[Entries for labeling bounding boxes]
'''

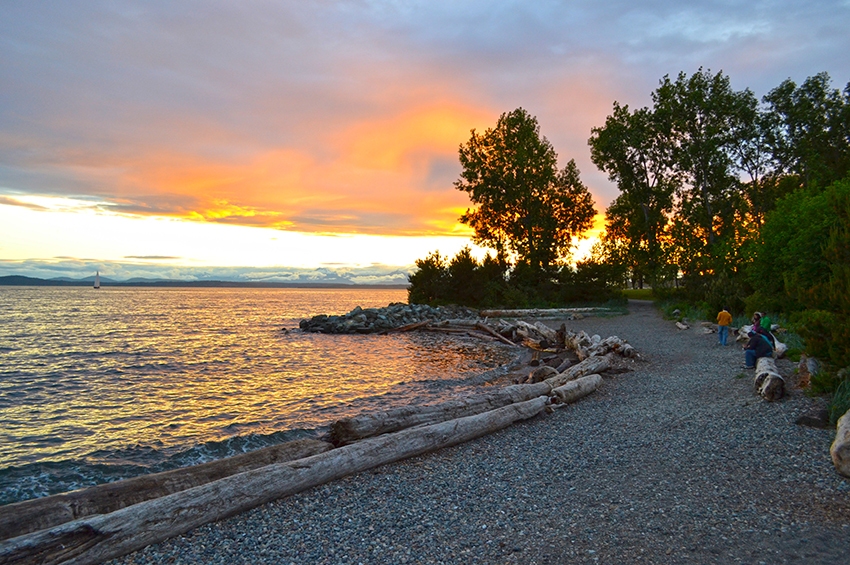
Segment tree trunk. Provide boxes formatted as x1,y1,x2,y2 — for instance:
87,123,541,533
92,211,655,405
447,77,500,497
0,439,333,539
753,357,785,402
0,396,548,565
829,410,850,477
552,375,602,404
328,383,552,445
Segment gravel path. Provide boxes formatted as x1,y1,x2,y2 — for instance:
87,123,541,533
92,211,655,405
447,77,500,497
111,301,850,565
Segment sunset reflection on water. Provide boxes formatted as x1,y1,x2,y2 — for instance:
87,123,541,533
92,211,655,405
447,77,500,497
0,287,513,484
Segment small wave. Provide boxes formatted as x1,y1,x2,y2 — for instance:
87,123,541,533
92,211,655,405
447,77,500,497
0,428,327,505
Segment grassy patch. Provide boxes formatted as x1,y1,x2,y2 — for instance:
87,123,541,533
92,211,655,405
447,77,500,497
623,288,655,300
829,378,850,426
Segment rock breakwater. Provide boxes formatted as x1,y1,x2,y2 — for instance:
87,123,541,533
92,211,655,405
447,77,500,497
299,302,479,334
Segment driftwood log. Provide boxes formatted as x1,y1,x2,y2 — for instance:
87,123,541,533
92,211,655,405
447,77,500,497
753,357,785,402
328,383,552,445
0,396,549,565
543,356,611,389
829,410,850,477
0,439,333,540
479,307,611,318
552,375,602,404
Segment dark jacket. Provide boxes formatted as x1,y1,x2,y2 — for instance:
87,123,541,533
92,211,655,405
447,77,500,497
744,332,773,359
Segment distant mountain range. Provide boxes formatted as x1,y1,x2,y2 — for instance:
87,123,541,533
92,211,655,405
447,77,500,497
0,275,407,289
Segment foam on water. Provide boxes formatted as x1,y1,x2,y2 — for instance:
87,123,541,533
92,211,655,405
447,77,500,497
0,287,514,504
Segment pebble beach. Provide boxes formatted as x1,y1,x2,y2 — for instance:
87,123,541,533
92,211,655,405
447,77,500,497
109,301,850,565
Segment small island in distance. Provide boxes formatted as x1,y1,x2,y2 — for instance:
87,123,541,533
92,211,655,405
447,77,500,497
0,275,408,289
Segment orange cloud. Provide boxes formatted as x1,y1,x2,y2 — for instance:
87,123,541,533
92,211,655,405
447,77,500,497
83,105,494,236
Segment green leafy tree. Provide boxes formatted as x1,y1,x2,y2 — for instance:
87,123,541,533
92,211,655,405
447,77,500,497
764,72,850,186
455,108,595,271
588,102,678,283
407,251,448,304
652,69,752,253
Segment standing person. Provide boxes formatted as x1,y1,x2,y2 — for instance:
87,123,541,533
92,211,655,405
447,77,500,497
744,332,773,369
717,308,732,346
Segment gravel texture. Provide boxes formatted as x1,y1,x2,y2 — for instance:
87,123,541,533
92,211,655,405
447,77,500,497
111,301,850,565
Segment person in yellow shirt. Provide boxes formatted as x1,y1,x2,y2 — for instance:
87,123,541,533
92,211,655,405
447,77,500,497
717,308,732,346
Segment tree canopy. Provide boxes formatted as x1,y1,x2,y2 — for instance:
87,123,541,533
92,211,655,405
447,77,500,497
455,108,596,270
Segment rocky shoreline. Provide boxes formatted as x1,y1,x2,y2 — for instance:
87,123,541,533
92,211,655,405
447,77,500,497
299,302,479,334
104,301,850,565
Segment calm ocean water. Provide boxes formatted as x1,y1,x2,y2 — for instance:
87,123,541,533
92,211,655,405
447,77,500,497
0,287,513,504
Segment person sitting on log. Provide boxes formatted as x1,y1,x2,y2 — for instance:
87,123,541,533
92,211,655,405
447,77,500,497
744,332,773,369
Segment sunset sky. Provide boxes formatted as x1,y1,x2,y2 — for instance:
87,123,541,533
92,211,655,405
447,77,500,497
0,0,850,282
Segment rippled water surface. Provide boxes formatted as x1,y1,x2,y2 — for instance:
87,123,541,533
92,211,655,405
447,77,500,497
0,287,512,504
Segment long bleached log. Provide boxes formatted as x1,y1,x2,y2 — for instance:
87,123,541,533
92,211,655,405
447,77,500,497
753,357,785,402
0,439,333,540
0,396,549,565
479,307,612,318
543,356,611,389
552,375,602,404
829,410,850,477
328,383,552,445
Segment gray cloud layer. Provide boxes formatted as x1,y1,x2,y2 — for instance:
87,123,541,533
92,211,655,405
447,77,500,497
0,0,850,245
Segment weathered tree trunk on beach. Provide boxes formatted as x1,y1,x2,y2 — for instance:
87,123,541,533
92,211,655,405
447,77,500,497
829,410,850,477
0,396,549,565
543,356,611,389
479,307,611,318
552,375,602,404
0,439,333,540
328,383,552,445
753,357,785,402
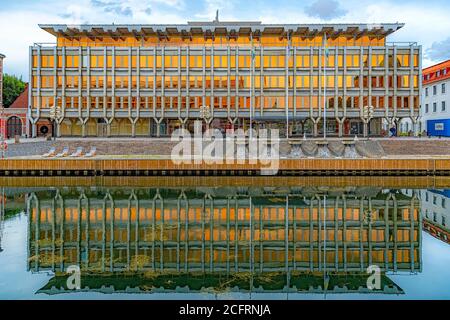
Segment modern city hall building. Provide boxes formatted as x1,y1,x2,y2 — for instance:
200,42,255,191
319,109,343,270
28,19,422,137
421,60,450,137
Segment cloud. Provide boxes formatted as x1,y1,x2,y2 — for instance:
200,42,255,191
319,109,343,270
305,0,347,20
425,37,450,61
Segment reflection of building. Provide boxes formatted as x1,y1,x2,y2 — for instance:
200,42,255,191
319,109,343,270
28,188,421,291
30,20,421,136
4,84,52,138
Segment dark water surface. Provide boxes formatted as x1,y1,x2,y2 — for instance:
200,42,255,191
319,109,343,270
0,178,450,299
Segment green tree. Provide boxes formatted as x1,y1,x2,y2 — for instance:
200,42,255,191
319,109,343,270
3,74,25,108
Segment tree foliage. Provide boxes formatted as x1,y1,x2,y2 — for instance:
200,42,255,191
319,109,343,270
3,74,25,108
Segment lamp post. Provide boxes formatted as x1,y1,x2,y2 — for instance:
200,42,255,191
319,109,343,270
50,97,63,141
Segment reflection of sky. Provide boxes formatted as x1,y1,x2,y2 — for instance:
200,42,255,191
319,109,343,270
0,215,450,300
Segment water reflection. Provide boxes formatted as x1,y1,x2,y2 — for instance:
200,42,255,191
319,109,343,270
26,186,422,294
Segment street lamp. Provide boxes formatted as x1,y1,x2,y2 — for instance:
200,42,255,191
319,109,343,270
50,97,63,141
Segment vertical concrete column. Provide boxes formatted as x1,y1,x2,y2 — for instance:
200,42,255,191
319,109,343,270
28,46,37,138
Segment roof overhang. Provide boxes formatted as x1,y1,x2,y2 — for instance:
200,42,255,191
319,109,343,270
39,21,404,38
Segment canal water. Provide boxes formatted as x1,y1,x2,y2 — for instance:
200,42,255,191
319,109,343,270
0,178,450,300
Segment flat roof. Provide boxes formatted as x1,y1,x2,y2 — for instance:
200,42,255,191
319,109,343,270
39,21,404,38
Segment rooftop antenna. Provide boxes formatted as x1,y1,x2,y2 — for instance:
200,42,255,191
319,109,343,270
214,9,219,23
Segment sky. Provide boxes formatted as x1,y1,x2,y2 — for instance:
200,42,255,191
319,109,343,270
0,0,450,81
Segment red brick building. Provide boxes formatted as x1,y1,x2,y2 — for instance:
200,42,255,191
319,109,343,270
0,84,52,139
0,53,6,139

'''

◆ JOB:
Put every line of the data above into a numbered list, leaving out blank lines and the pictures.

◆ FULL RESPONSE:
1. Segment tree trunk. Provide boxes formatted as x1,y1,x2,y2 — for instance:
2. 87,123,541,533
3. 92,211,655,405
4. 447,77,500,497
5. 0,439,333,539
6. 753,357,785,402
7. 0,396,548,565
8. 829,410,850,477
9. 552,375,602,404
10. 328,383,552,445
11. Segment gravel path. Provide boxes formatted as x1,y1,x2,y2 — for instance:
12. 87,123,541,533
13. 92,211,655,405
14. 447,77,500,497
15. 111,301,850,565
16. Segment sunset reflection on water. Provide boxes formatted as x1,y1,x2,y2 — for instance:
17. 87,123,541,533
18. 92,211,655,405
19. 447,77,500,497
20. 0,287,513,484
21. Segment small wave. Provide boxes formatted as x1,y1,x2,y2 — for instance:
22. 87,123,541,533
23. 92,211,655,405
24. 447,77,500,497
25. 0,428,327,505
26. Segment grassy patch. Provide boxes formatted as x1,y1,x2,y2 — for instance:
27. 87,123,541,533
28. 92,211,655,405
29. 447,77,500,497
30. 623,288,655,300
31. 829,378,850,426
32. Segment rock breakwater. Provide boxes formatted as x1,y1,x2,y2 — for instance:
33. 87,123,541,533
34. 92,211,655,405
35. 447,77,500,497
36. 299,302,479,334
37. Segment driftwood log. Provide boxes formatted as x1,y1,x2,y2 — for instance:
38. 87,123,541,533
39. 92,211,655,405
40. 447,77,500,497
41. 753,357,785,402
42. 328,383,552,445
43. 0,396,549,565
44. 543,356,611,389
45. 829,410,850,477
46. 0,439,333,540
47. 479,307,611,318
48. 552,375,602,404
49. Segment dark jacket. Provide boxes formatted as x1,y1,x2,y2 — for instance:
50. 87,123,541,533
51. 92,211,655,405
52. 447,77,500,497
53. 744,332,773,359
54. Segment distant mountain range. Provide boxes formatted as x1,y1,x2,y2 — for instance:
55. 87,123,541,533
56. 92,211,655,405
57. 447,77,500,497
58. 0,275,407,289
59. Segment foam on water. Provide boxes formatted as x1,y1,x2,y2 — for instance:
60. 87,123,541,533
61. 92,211,655,405
62. 447,77,500,497
63. 0,287,514,504
64. Segment pebble beach. Provide boxes formatted as x1,y1,x2,y2 — for instance:
65. 87,123,541,533
66. 92,211,655,405
67. 447,77,500,497
68. 109,301,850,565
69. Segment small island in distance. Provide boxes formatted as x1,y1,x2,y2 — for instance:
70. 87,123,541,533
71. 92,211,655,405
72. 447,77,500,497
73. 0,275,408,289
74. Segment orange cloud. Provide boxes formatted as x1,y1,x2,y2 — for instance:
75. 87,123,541,533
76. 92,211,655,405
77. 447,77,500,497
78. 83,105,494,236
79. Segment green leafy tree. Provide boxes formatted as x1,y1,x2,y2 — for instance:
80. 87,123,541,533
81. 92,211,655,405
82. 447,77,500,497
83. 764,72,850,186
84. 455,108,595,271
85. 588,102,678,283
86. 407,251,448,304
87. 652,69,752,253
88. Segment standing person. Provide boxes formatted as x1,y1,x2,y2 — for instance:
89. 87,123,541,533
90. 92,211,655,405
91. 447,77,500,497
92. 744,332,773,369
93. 717,308,732,346
94. Segment gravel texture. Provide boxes formatted as x1,y1,x2,y2 — for instance:
95. 87,123,541,533
96. 92,211,655,405
97. 447,77,500,497
98. 111,301,850,565
99. Segment person in yellow shirt. Provide boxes formatted as x1,y1,x2,y2 — for instance:
100. 87,123,541,533
101. 92,211,655,405
102. 447,77,500,497
103. 717,308,732,346
104. Segment tree canopy. Provide boxes formatted as x1,y1,x2,y2 — for instance:
105. 87,123,541,533
106. 92,211,655,405
107. 447,77,500,497
108. 455,108,596,270
109. Segment rocky shoreline. Provide boxes formatted as x1,y1,x2,y2 — for instance:
110. 87,123,541,533
111. 92,211,655,405
112. 447,77,500,497
113. 299,302,479,334
114. 104,301,850,565
115. Segment calm ocean water. Provide boxes formatted as x1,y1,x2,y2 — for instance:
116. 87,123,541,533
117. 92,211,655,405
118. 447,77,500,497
119. 0,287,513,504
120. Segment person sitting on log. Provide boxes formatted as x1,y1,x2,y2 — for instance:
121. 87,123,541,533
122. 92,211,655,405
123. 447,77,500,497
124. 744,332,773,369
125. Segment sunset sky. Provide boxes formatted as x1,y1,x2,y2 — for instance:
126. 87,123,541,533
127. 92,211,655,405
128. 447,77,500,497
129. 0,0,850,282
130. Segment rippled water surface. Provide boxes formatted as x1,y1,x2,y2 — for instance:
131. 87,123,541,533
132. 92,211,655,405
133. 447,77,500,497
134. 0,287,512,504
135. Segment long bleached log. Provide boxes formatted as x1,y1,x2,y2 — for instance:
136. 87,123,541,533
137. 92,211,655,405
138. 447,77,500,497
139. 753,357,785,402
140. 0,439,333,540
141. 0,396,549,565
142. 479,307,612,318
143. 543,356,611,389
144. 552,375,602,404
145. 829,410,850,477
146. 328,383,552,445
147. Segment gray cloud layer. Provide boxes formatted as x1,y1,x2,y2 — for instance:
148. 87,123,541,533
149. 92,211,655,405
150. 447,77,500,497
151. 0,0,850,245
152. Segment weathered tree trunk on beach. Provide boxes formatted as x1,y1,x2,y2 — for instance:
153. 87,123,541,533
154. 92,211,655,405
155. 447,77,500,497
156. 829,410,850,477
157. 0,396,549,565
158. 543,356,611,389
159. 479,307,611,318
160. 552,375,602,404
161. 0,439,333,540
162. 328,383,552,445
163. 753,357,785,402
164. Segment modern city hall building. Provide boxes formatted as x1,y1,x2,y2 — for instance:
165. 200,42,255,191
166. 319,109,343,270
167. 28,19,422,137
168. 421,60,450,137
169. Segment cloud. Provide boxes formatted as x1,y1,x2,y2 — for instance:
170. 200,42,255,191
171. 319,109,343,270
172. 305,0,347,20
173. 425,37,450,61
174. Segment reflection of building. Provide boxes formatted as x1,y1,x2,y2 — for instance:
175. 200,42,255,191
176. 319,109,343,270
177. 28,188,421,291
178. 30,20,421,136
179. 4,84,52,138
180. Segment dark water surface. Provide boxes formatted as x1,y1,x2,y2 — for instance:
181. 200,42,255,191
182. 319,109,343,270
183. 0,178,450,299
184. Segment green tree. Provide boxes formatted as x1,y1,x2,y2 — for instance:
185. 200,42,255,191
186. 319,109,343,270
187. 3,74,25,108
188. Segment tree foliage. Provide boxes formatted as x1,y1,x2,y2 — for instance:
189. 200,42,255,191
190. 319,109,343,270
191. 3,74,25,108
192. Segment lamp post. Provide boxes formatted as x1,y1,x2,y2 — for instance:
193. 200,42,255,191
194. 319,109,343,270
195. 50,97,63,141
196. Segment reflection of sky. Provide boxes formatted as x1,y1,x2,y2 — for instance:
197. 200,42,255,191
198. 319,109,343,270
199. 0,215,450,300
200. Segment water reflection. Provide boxes formatted as x1,y1,x2,y2 — for instance:
201. 200,42,255,191
202. 319,109,343,270
203. 26,186,422,294
204. Segment street lamp. Provide boxes formatted as x1,y1,x2,y2 — for instance:
205. 200,42,255,191
206. 319,109,343,270
207. 50,97,63,141
208. Segment vertical concrete column. Provide boxes formatted as x1,y1,x2,y2 — for instance:
209. 200,42,255,191
210. 319,109,343,270
211. 28,46,37,138
212. Segment roof overhang. Provide boxes formatted as x1,y1,x2,y2 — for instance:
213. 200,42,255,191
214. 319,109,343,270
215. 39,21,404,38
216. Segment canal water. Provide boxes formatted as x1,y1,x2,y2 — for instance:
217. 200,42,255,191
218. 319,109,343,270
219. 0,178,450,300
220. Segment flat roof. Provide boxes formatted as x1,y1,x2,y2 — for instance:
221. 200,42,255,191
222. 319,109,343,270
223. 39,21,404,38
224. Segment rooftop antenna. Provide boxes formatted as x1,y1,x2,y2 — for instance:
225. 200,42,255,191
226. 319,109,343,270
227. 214,9,219,23
228. Segment sky. Provide boxes formatted as x1,y1,x2,y2 — for instance:
229. 200,42,255,191
230. 319,109,343,270
231. 0,0,450,81
232. Segment red brick building. Provide boxes formatted as x1,y1,x2,y2 — for instance:
233. 200,42,255,191
234. 319,109,343,270
235. 0,84,52,139
236. 0,53,6,139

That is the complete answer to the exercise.